_Task_: Restate word for word the lines beginning with the one that contains "Objective: provide one point per instance of the cookie." and ending at the bottom of the records below, both included.

_The records_:
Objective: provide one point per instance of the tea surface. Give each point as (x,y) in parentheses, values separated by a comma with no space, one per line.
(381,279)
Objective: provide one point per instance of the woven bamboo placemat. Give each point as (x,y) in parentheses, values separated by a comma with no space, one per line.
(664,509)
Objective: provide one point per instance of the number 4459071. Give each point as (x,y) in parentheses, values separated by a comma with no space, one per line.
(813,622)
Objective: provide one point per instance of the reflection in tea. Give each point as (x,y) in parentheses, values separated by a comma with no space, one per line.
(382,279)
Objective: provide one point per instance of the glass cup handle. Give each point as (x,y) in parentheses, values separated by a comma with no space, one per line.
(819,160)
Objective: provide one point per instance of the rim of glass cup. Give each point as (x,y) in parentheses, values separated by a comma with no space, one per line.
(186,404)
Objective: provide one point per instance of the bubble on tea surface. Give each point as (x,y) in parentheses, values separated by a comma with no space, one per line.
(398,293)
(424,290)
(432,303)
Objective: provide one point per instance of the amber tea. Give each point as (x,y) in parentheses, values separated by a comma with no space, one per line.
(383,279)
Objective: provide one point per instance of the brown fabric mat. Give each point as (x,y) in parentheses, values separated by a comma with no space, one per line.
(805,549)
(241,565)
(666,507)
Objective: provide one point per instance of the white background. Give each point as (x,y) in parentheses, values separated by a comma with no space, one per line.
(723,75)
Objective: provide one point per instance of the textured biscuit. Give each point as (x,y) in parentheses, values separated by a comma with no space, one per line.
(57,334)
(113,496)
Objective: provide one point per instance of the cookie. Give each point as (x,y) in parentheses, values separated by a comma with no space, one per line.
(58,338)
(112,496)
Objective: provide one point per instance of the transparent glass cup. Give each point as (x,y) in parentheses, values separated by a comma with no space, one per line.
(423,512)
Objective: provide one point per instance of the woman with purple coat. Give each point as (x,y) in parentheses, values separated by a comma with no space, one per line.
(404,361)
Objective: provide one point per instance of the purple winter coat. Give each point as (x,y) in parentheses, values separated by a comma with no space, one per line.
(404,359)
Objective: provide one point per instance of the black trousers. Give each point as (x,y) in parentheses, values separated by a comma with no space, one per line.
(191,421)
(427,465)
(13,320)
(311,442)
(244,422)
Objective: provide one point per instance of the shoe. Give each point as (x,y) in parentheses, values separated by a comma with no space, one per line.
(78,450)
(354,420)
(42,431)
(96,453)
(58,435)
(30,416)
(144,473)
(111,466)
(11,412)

_Written reply_:
Objective: provide one point per instance of the cookie. Give each point as (x,y) in parentheses, values separated by a comma with no space, one per line.
(58,338)
(112,496)
Objective: provide one point per instance of the transparent glass cup. Give each point as (x,y) in parentheses, values separated by a comma with no space, one per line.
(423,512)
Objective: provide one point per instance of the woman with purple coat. Give each point as (x,y) in parentheses, values separated by a comma with no space, one per line.
(404,361)
Objective: provide one point per instance of the purple winter coat. Give each point as (x,y) in parentheses, values separated by a comma with no space, one per line.
(404,359)
Objective: provide one point per instance of the black trousers. Give each point as (x,y) in parentheses, values separated by a comma with no space, one per line.
(191,421)
(427,465)
(13,320)
(311,442)
(244,422)
Objective: provide one point per instance of the shoe. Give each point as (x,y) in parentheses, values separated by a comma with no space, one per line.
(78,450)
(354,420)
(42,431)
(96,453)
(58,435)
(30,416)
(144,473)
(111,466)
(11,412)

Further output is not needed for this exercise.